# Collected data

↓↓↓

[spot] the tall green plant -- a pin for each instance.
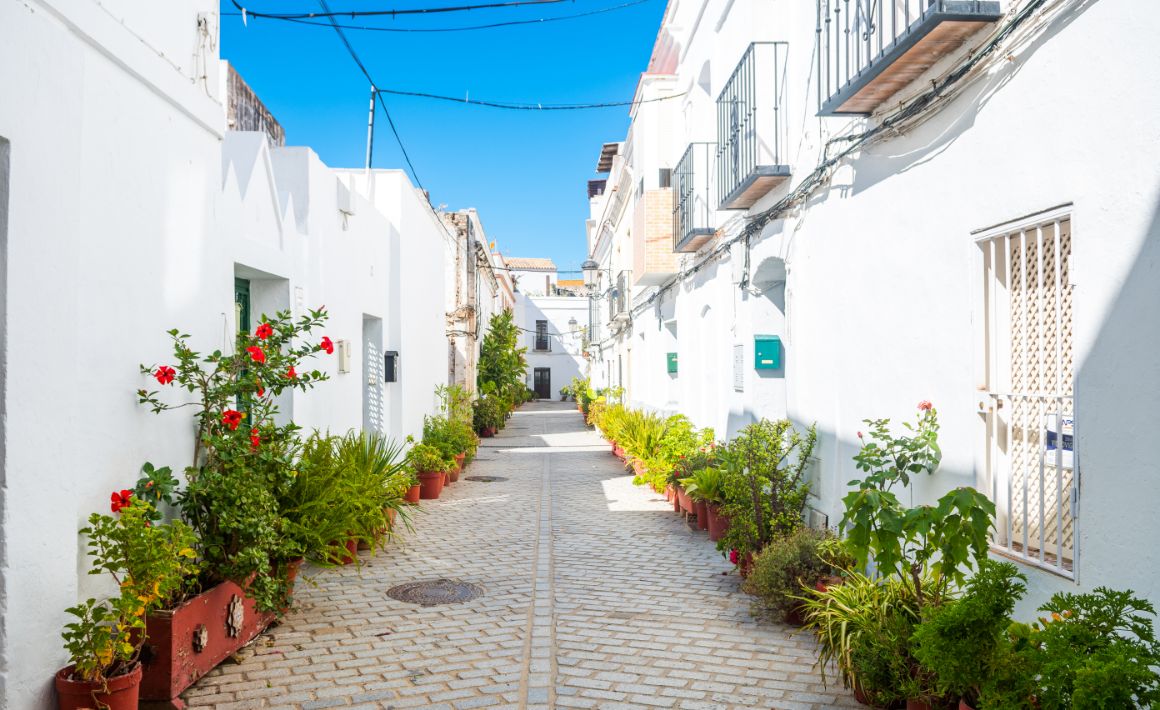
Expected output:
(765, 486)
(947, 538)
(502, 363)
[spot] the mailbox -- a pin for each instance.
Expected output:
(767, 353)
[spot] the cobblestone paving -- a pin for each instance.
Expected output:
(597, 595)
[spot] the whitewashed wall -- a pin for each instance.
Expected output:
(564, 360)
(881, 305)
(115, 124)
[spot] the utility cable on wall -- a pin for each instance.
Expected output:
(911, 114)
(365, 73)
(386, 13)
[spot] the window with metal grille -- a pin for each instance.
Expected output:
(543, 342)
(1031, 461)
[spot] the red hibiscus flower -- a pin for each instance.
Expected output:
(121, 500)
(231, 418)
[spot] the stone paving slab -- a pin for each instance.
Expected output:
(596, 595)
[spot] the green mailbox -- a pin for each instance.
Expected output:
(767, 353)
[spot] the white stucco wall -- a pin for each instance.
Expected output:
(564, 359)
(129, 216)
(882, 304)
(115, 160)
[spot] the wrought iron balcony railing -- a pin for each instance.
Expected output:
(869, 50)
(751, 130)
(695, 181)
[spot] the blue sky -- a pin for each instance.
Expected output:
(527, 172)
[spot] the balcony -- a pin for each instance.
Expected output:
(872, 49)
(751, 130)
(694, 215)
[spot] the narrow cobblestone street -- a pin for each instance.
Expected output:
(596, 595)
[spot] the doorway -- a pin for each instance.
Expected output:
(542, 382)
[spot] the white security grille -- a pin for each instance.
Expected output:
(1031, 458)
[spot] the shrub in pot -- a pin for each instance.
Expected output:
(1095, 650)
(959, 642)
(153, 565)
(790, 564)
(429, 465)
(763, 484)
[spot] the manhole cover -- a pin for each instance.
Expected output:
(435, 592)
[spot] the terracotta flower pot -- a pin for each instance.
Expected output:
(745, 567)
(412, 494)
(430, 484)
(718, 523)
(120, 693)
(702, 511)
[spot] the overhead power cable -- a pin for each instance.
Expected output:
(363, 69)
(370, 28)
(528, 107)
(388, 13)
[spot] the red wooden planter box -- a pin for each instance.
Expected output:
(186, 643)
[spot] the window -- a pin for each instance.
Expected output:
(542, 340)
(1031, 465)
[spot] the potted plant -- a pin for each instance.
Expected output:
(790, 564)
(961, 642)
(705, 487)
(763, 486)
(429, 465)
(153, 564)
(243, 461)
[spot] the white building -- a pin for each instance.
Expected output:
(879, 203)
(476, 289)
(553, 332)
(128, 209)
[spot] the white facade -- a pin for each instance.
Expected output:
(552, 328)
(125, 210)
(876, 282)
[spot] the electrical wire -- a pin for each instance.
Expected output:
(911, 111)
(389, 13)
(529, 107)
(466, 28)
(365, 73)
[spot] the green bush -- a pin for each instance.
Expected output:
(959, 642)
(785, 569)
(425, 458)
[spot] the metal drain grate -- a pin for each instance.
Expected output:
(435, 592)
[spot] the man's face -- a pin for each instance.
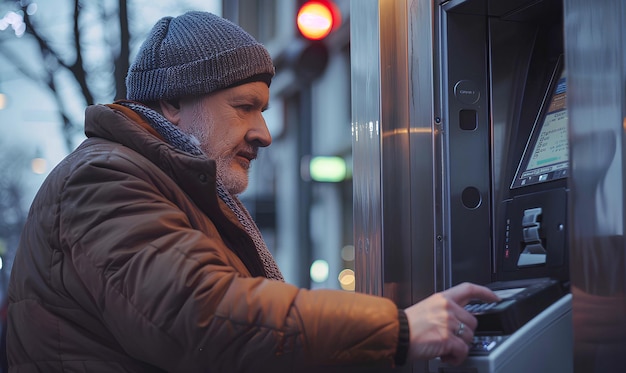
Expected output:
(230, 127)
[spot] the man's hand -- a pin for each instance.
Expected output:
(441, 327)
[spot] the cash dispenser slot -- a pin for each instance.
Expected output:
(533, 252)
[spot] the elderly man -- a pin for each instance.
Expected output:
(138, 256)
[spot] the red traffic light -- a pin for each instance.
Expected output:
(317, 18)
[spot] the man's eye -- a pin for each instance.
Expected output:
(246, 108)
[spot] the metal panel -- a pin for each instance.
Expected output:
(366, 145)
(596, 61)
(393, 150)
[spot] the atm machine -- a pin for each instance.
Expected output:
(504, 80)
(461, 168)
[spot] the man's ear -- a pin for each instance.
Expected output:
(170, 110)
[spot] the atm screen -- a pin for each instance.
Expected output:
(546, 156)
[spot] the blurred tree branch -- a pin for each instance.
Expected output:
(53, 61)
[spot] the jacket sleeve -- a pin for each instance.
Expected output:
(174, 296)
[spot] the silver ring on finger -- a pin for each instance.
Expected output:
(459, 332)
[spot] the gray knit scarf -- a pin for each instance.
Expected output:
(189, 144)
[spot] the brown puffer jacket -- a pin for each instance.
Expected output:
(124, 266)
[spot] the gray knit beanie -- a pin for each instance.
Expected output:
(195, 53)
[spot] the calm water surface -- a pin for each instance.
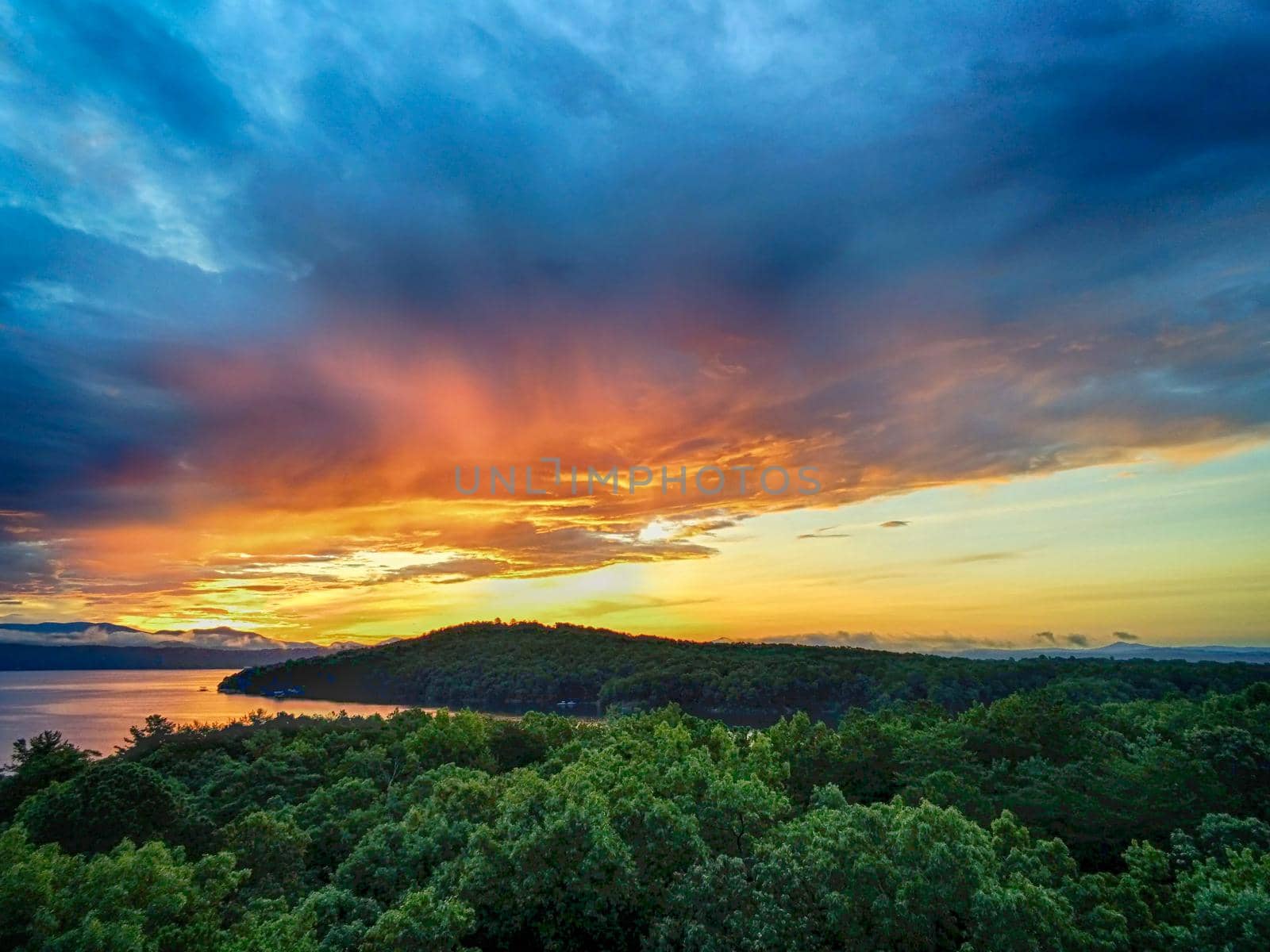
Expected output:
(95, 708)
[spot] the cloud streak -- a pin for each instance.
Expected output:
(279, 272)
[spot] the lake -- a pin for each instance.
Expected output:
(95, 708)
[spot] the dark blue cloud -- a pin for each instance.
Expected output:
(1079, 186)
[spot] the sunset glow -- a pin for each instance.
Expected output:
(254, 319)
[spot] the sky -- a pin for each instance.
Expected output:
(997, 273)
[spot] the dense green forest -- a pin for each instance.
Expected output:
(492, 664)
(1057, 818)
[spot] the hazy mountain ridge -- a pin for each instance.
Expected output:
(103, 645)
(1127, 651)
(492, 664)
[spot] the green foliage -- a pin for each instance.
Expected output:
(105, 804)
(1076, 816)
(526, 664)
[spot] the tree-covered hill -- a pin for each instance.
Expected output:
(493, 664)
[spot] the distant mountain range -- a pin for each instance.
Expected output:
(102, 645)
(524, 666)
(1127, 651)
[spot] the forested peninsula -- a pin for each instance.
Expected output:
(526, 666)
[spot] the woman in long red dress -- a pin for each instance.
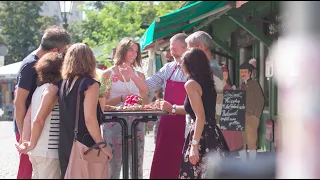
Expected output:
(233, 138)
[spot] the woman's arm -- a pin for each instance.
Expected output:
(26, 133)
(143, 92)
(90, 112)
(48, 101)
(112, 101)
(194, 92)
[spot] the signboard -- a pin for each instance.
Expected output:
(233, 110)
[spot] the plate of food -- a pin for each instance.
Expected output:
(132, 103)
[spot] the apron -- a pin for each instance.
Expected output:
(170, 137)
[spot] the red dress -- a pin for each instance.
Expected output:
(233, 138)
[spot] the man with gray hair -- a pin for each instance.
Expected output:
(55, 39)
(171, 130)
(203, 41)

↑↑↑

# Assignment
Using the data above, retype exactly and only the lines from the one containing "[spot] the green mailbox" up to and including the one containing "[spot] the man's hand", with no pictures carried over.

# Solution to the exercise
[spot] the green mailbox -- a pin for each instance.
Expected output:
(767, 353)
[spot] the white stucco wall -- a pin for each instance.
Expected output:
(564, 359)
(129, 216)
(882, 304)
(115, 160)
[spot] the wrought iron balcony railing -- a pin for each instance.
Expected output:
(869, 50)
(751, 130)
(695, 181)
[spot] the blue sky -- a pin for each instance.
Expected output:
(527, 172)
[spot] the balcony -- a pin for each instance.
Expected output:
(872, 49)
(751, 130)
(694, 215)
[spot] the narrow cobblestone street -- a pin for each instance.
Expected output:
(596, 595)
[spot] the doorway -- a pin for each instance.
Expected output:
(542, 382)
[spot] the white security grille -- a pin for each instance.
Expected output:
(1031, 458)
[spot] the shrub in pot -- a pin for each instance.
Expected output:
(1095, 650)
(959, 642)
(153, 565)
(790, 564)
(429, 465)
(763, 484)
[spot] the manhole cover -- a pin for each instance.
Expected output:
(435, 592)
[spot] the terracotta flower pot -- a pin for each instance.
Expected output:
(745, 567)
(412, 494)
(430, 484)
(718, 523)
(120, 693)
(702, 511)
[spot] the overhead power cable -- a pin for each instance.
Expected output:
(363, 69)
(370, 28)
(528, 107)
(388, 13)
[spot] the red wooden planter box -- a pin for each instance.
Expected output:
(186, 643)
[spot] the window -- a pin for each instance.
Expected output:
(542, 340)
(1031, 465)
[spot] the potted plant -- a pin for each instance.
Expected output:
(790, 564)
(961, 642)
(705, 487)
(763, 486)
(429, 465)
(153, 564)
(243, 461)
[spot] the white building -- a pin for each instance.
Expected output:
(879, 203)
(476, 289)
(553, 332)
(128, 209)
[spot] the white facade -- a pin for each instance.
Expected output:
(552, 328)
(125, 210)
(876, 282)
[spot] the electrical wire -- a pin for each instance.
Expected output:
(911, 111)
(389, 13)
(529, 107)
(466, 28)
(365, 73)
[spot] the green bush -- a pin for each instance.
Expected output:
(959, 642)
(785, 569)
(425, 458)
[spot] the metal drain grate -- a pin for each instance.
Expected output:
(435, 592)
[spot] the man's face -- a pin for each instance.
Expected output:
(230, 127)
[spot] the man's hand -- a pin for each instance.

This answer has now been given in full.